• Exercise A: Can you retype the stretch of the passage on martial arts belts from "People take up" through "reasons not mentioned."?
• Exercise B: How would you carry the passage on martial arts belts forward, starting after its last sentence?

• Supplied text:
*** Block opens ***

The teacher sets the standards that the student has to meet in order to earn belts, it is the teacher who decides what a student has to develop in terms of skill and technique to be able to earn the various belts, but there are some students who want to meet those standards and thus earn the belts and there are some students who, for them, earning belts is not all that important.
As to a student not wanting a belt: What does he want? Ability? Then, again, the ability will equate to a belt as determined by the teacher. (Whether an ability level needed for a certain belt is comparable to another school is a separate matter, one already well discussed on this forum.)
People take up the martial arts for all different reasons. Some people might take it up because they want to get in good shape, some people might take it up because they want to lose weight, some people take it up because they want to learn how to defend themselves, some people might take it up just as a fun activity, some people might take it up for multiple reasons including the ones mentioned above and/or for other reasons not mentioned.

*** Block closes ***

• Extracted information:
*** Block opens ***

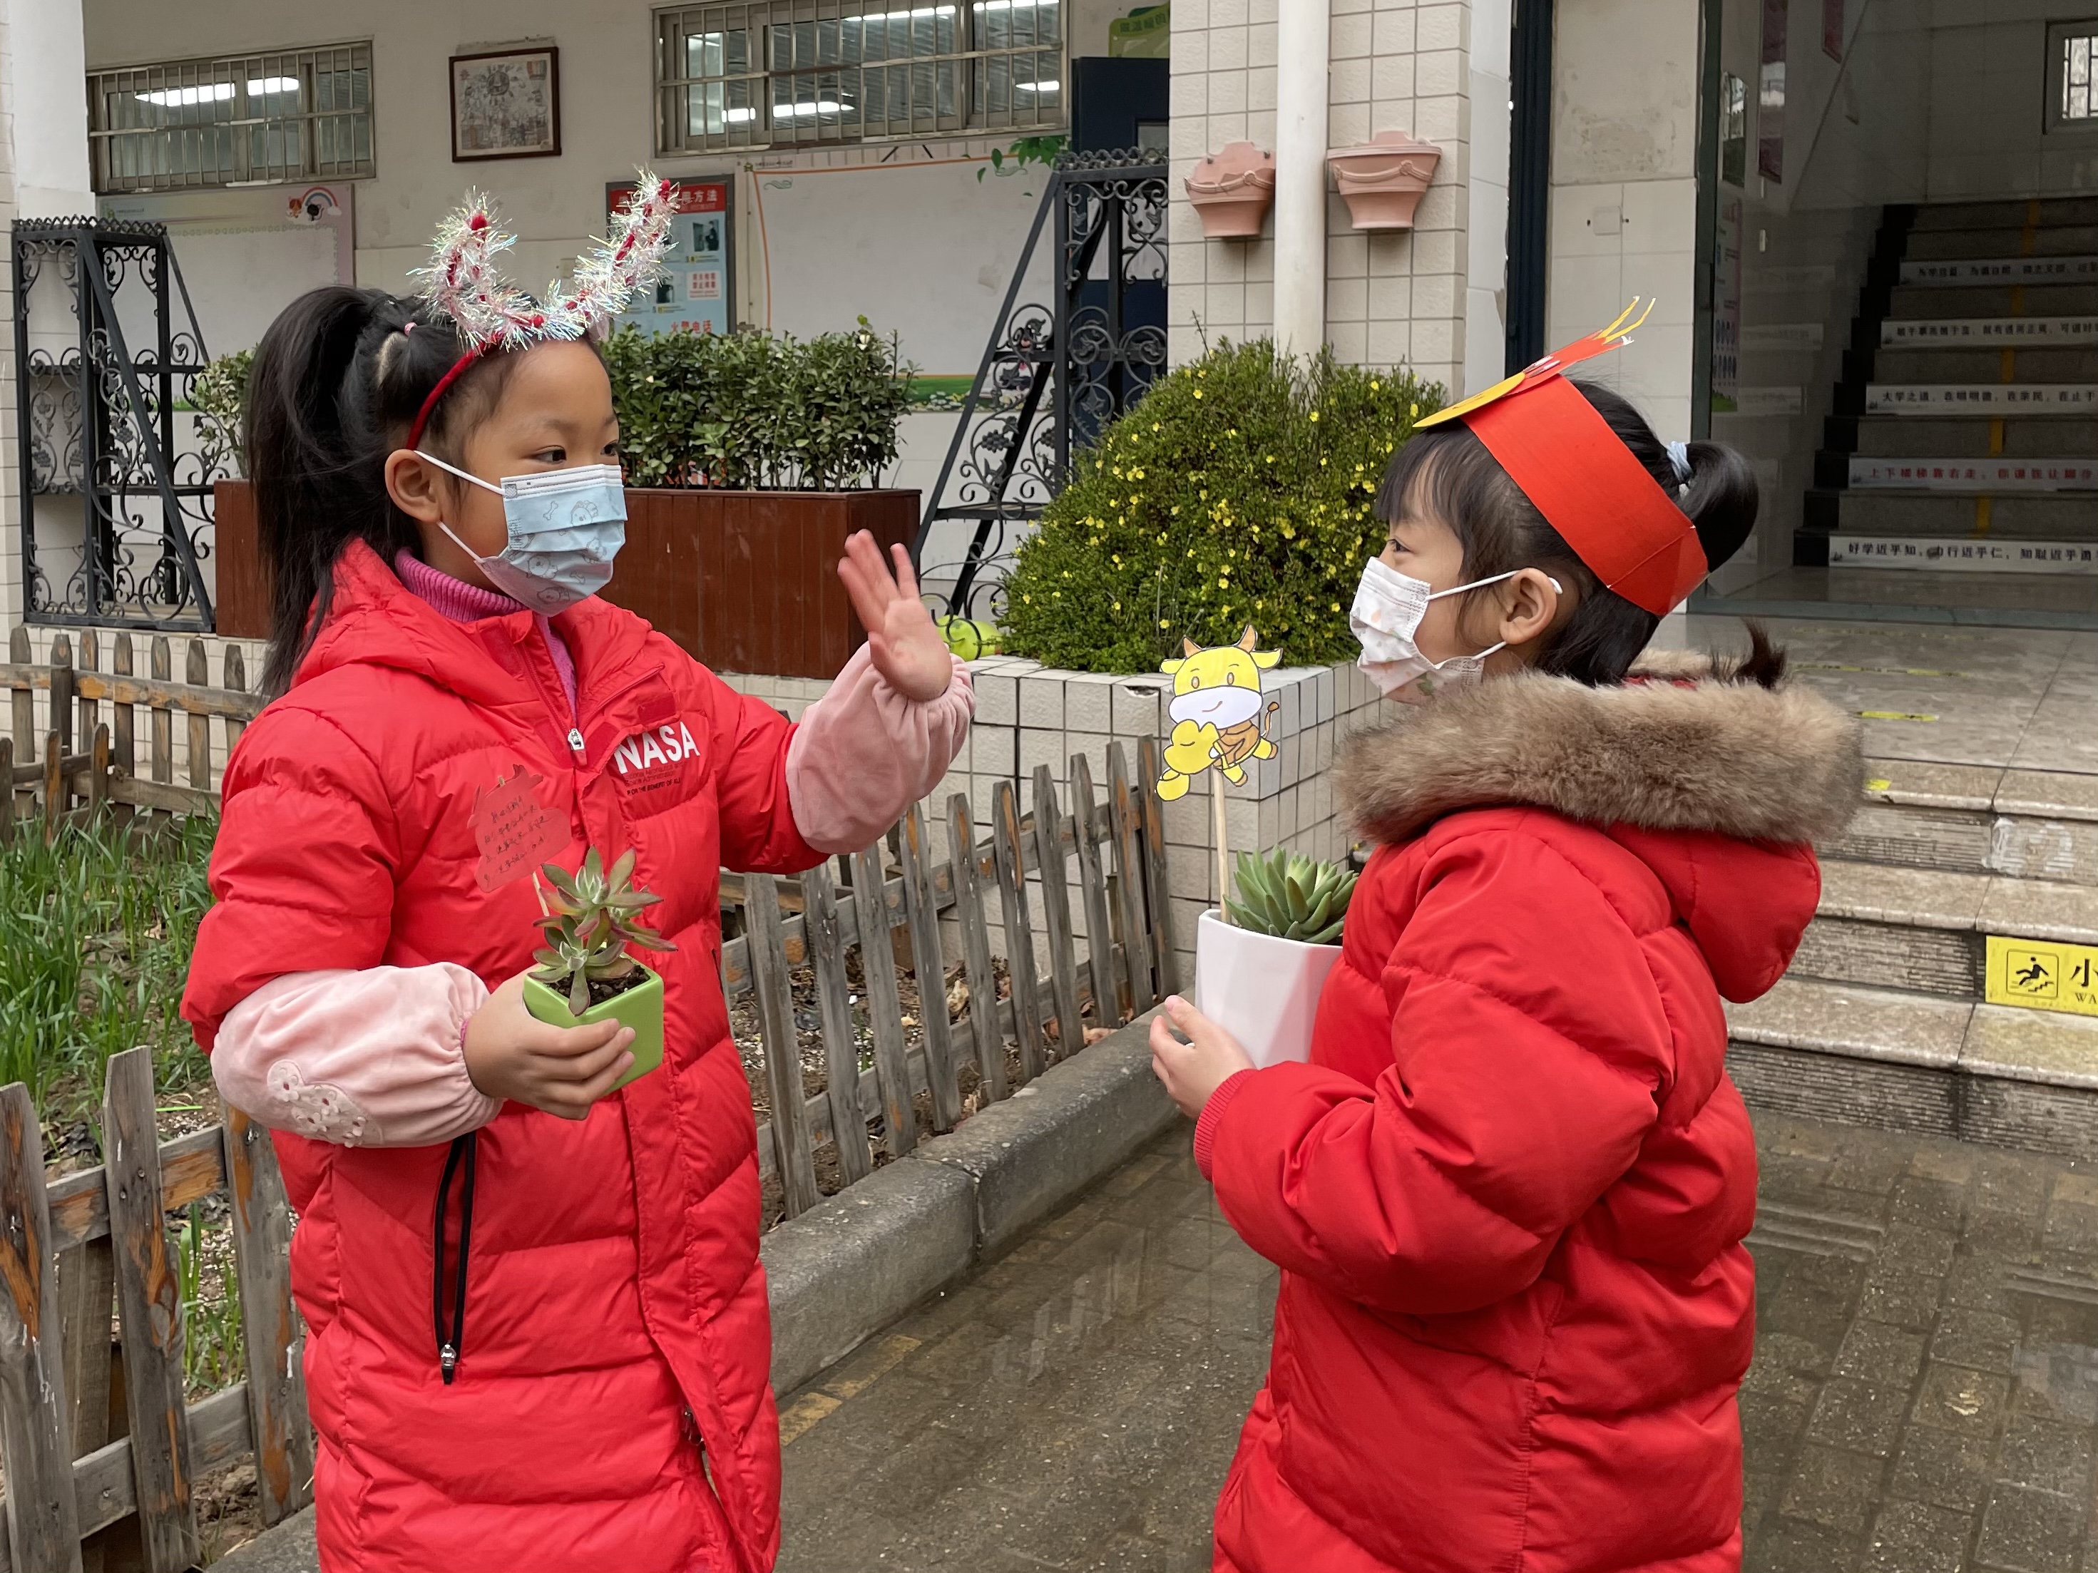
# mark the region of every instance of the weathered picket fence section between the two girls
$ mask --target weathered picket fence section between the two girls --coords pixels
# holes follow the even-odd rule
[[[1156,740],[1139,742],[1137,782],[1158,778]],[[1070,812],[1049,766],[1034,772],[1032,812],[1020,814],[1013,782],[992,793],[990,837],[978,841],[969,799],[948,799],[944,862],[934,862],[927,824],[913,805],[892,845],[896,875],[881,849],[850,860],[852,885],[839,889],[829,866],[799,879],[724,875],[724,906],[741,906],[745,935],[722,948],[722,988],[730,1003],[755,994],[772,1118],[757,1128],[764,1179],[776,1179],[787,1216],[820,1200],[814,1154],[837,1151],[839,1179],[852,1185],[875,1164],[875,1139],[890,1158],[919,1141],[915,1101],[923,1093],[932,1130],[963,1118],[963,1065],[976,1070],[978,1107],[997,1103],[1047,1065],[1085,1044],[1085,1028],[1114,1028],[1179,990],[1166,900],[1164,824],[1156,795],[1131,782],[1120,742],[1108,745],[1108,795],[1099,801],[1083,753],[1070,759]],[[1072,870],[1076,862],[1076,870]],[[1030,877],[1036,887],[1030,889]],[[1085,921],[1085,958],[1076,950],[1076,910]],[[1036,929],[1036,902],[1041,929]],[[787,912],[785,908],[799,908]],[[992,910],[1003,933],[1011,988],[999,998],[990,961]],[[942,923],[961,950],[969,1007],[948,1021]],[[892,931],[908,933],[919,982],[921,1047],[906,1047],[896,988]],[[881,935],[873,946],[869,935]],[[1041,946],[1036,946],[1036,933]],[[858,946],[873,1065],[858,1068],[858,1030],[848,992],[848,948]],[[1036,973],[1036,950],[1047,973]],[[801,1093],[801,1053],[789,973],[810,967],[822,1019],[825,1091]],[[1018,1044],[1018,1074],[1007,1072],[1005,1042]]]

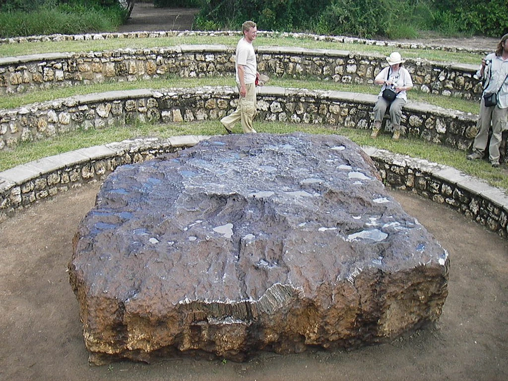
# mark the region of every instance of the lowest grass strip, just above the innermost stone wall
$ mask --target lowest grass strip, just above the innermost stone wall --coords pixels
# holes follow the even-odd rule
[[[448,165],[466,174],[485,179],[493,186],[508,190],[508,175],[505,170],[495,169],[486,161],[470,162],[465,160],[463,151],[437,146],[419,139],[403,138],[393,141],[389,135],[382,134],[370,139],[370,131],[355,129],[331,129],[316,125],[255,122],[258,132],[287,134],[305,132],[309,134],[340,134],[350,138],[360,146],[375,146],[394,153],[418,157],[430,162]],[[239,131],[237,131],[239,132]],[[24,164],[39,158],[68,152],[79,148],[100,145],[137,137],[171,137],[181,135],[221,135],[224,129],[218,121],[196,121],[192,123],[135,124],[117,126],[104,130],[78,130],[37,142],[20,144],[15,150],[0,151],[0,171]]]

*** Block closes ***
*** Block opens ***

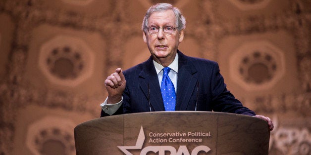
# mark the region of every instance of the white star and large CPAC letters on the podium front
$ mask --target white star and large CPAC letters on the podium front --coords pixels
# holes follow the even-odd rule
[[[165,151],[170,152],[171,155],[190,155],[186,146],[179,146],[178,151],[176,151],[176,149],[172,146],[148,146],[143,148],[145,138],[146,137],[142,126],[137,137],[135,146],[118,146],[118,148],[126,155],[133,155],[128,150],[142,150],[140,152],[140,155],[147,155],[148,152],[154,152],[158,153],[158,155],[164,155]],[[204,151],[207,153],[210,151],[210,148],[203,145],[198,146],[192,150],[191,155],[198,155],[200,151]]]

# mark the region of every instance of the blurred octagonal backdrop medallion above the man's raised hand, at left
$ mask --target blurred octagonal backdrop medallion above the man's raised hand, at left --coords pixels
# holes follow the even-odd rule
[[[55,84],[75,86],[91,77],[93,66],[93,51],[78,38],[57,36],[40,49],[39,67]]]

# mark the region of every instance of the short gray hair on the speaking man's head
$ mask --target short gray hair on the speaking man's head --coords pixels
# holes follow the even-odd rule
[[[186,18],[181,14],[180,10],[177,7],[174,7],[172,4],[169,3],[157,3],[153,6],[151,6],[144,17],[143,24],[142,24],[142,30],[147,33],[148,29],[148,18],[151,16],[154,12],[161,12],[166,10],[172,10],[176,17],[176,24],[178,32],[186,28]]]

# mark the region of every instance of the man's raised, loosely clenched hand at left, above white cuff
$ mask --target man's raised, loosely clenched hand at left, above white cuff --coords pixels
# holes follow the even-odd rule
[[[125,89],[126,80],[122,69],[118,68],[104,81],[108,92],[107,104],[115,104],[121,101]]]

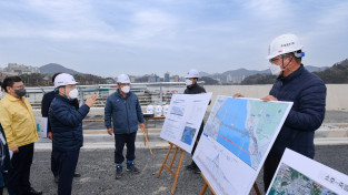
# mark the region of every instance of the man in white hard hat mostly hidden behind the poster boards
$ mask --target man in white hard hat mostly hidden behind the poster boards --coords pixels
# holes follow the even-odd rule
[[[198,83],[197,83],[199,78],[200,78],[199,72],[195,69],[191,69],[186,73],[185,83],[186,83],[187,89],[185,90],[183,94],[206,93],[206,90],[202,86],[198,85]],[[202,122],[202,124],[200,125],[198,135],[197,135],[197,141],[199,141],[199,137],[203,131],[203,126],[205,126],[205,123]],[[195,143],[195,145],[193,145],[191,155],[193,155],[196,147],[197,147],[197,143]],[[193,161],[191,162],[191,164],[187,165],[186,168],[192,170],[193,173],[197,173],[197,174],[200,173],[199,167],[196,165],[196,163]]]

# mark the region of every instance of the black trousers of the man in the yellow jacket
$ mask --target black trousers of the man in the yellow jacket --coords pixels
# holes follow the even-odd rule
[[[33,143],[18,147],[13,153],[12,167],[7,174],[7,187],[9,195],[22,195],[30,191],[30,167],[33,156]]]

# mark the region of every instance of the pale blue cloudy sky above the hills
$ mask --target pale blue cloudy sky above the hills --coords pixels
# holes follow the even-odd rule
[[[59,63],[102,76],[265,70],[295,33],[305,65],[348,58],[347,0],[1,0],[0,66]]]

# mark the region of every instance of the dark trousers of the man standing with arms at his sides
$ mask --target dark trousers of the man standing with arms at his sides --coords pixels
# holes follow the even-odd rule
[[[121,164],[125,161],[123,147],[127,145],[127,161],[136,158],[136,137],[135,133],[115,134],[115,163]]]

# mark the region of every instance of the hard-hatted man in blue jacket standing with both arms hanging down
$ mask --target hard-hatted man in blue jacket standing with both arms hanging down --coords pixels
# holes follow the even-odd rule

*** Block closes ***
*** Block opens ***

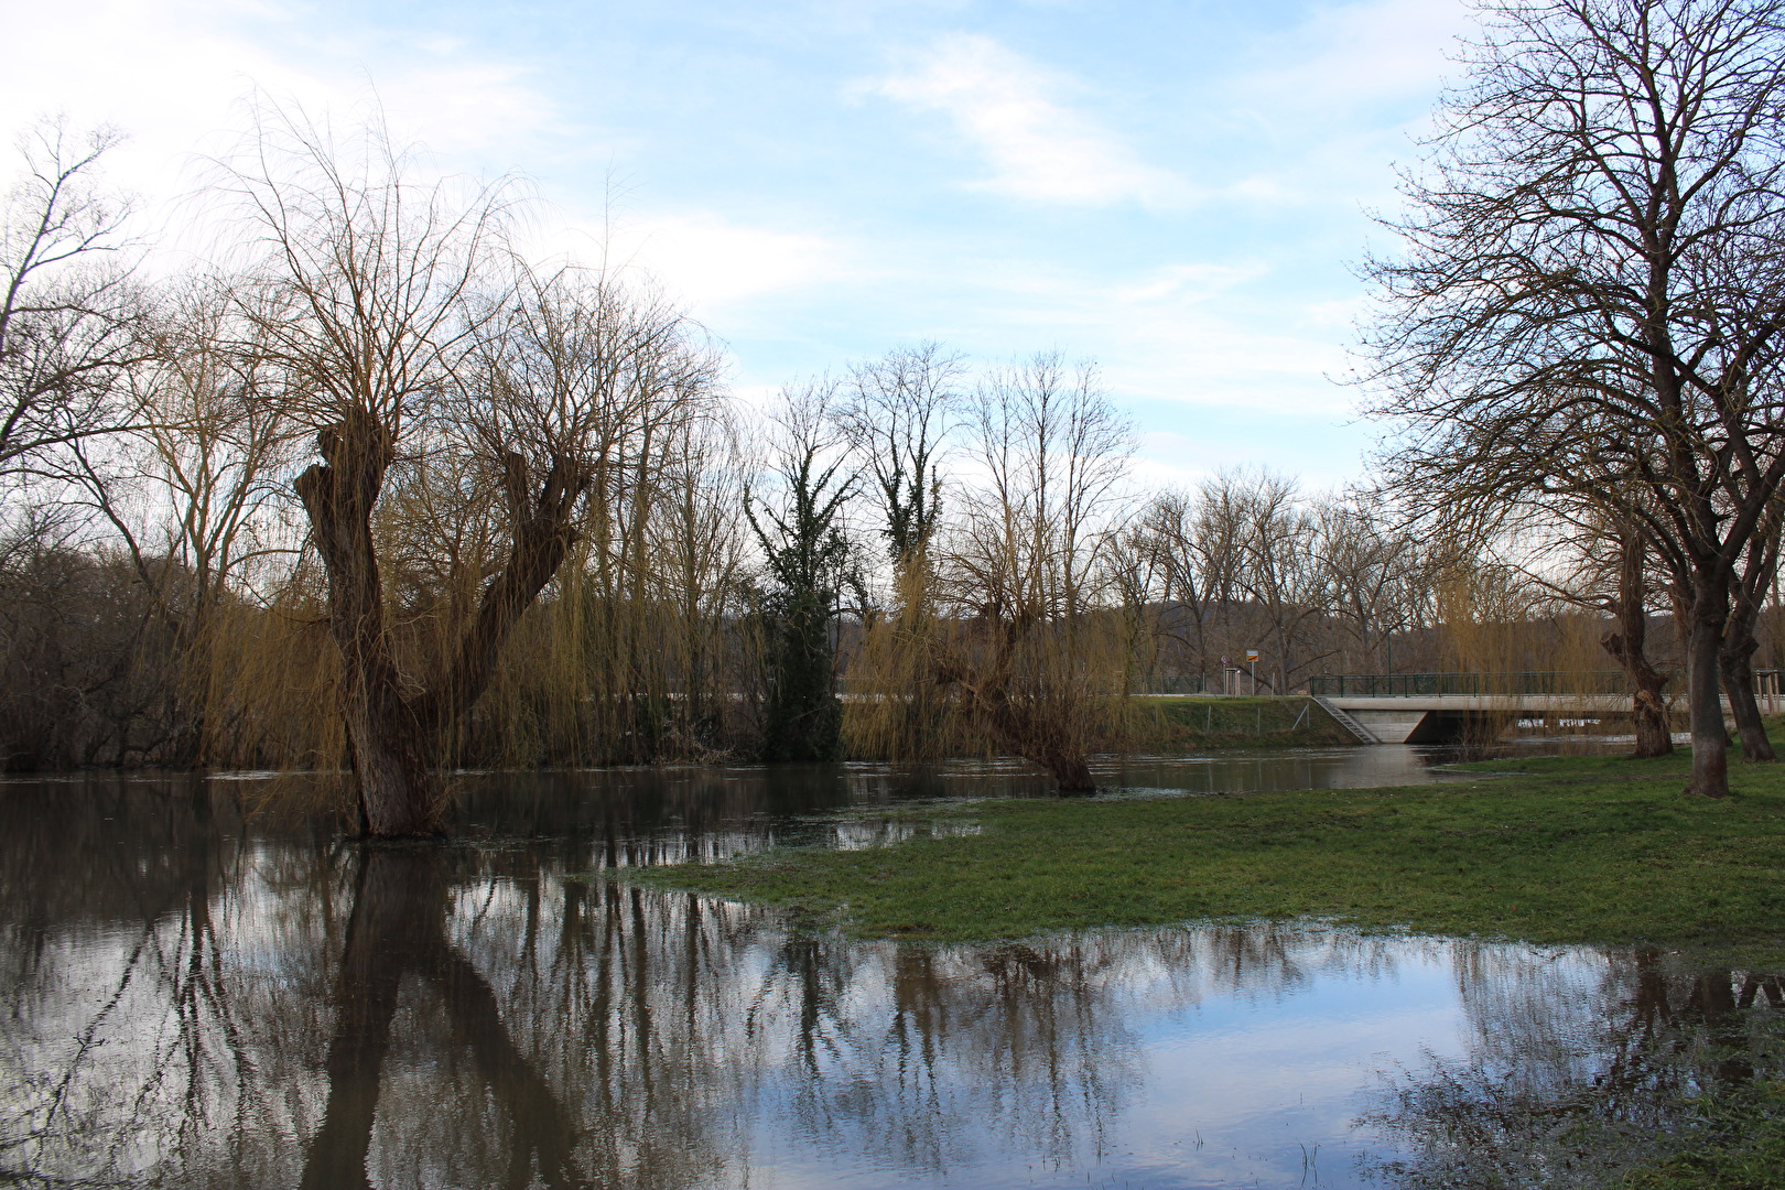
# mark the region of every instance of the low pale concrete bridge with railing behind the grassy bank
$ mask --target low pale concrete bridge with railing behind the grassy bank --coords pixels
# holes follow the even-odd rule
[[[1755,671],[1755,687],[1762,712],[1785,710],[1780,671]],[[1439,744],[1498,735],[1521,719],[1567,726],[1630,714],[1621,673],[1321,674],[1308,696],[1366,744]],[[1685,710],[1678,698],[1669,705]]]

*** Block closes ***

• Task response A:
People take up the martial arts for all different reasons. Some people might take it up because they want to get in good shape, some people might take it up because they want to lose weight, some people take it up because they want to learn how to defend themselves, some people might take it up just as a fun activity, some people might take it up for multiple reasons including the ones mentioned above and/or for other reasons not mentioned.

• Task response B:
The bottom line is that there are some students might want to earn belts as belts give them a sense of achievement and accomplishment and are proof of skill and there are other students who, for them belts don't really matter. I've never known of any students who specifically don't want to earn belts, its just that there are some students who don't really care about belts.
Now, a student can refuse to test, but most schools require a certain belt to learn more advanced techniques. So, other than avoiding test fees, what benefit is there for the student not to test and accept promotion?
That would depend on whatever system your instructor has on how students go up in rank. Such systems vary from dojo to dojo and from instructor to instructor. I talk more in depth about that in my other thread "Not All Dojos Function The Same" which I've noticed you've made some posts there and then stopped. That's too bad as you've said some good stuff there.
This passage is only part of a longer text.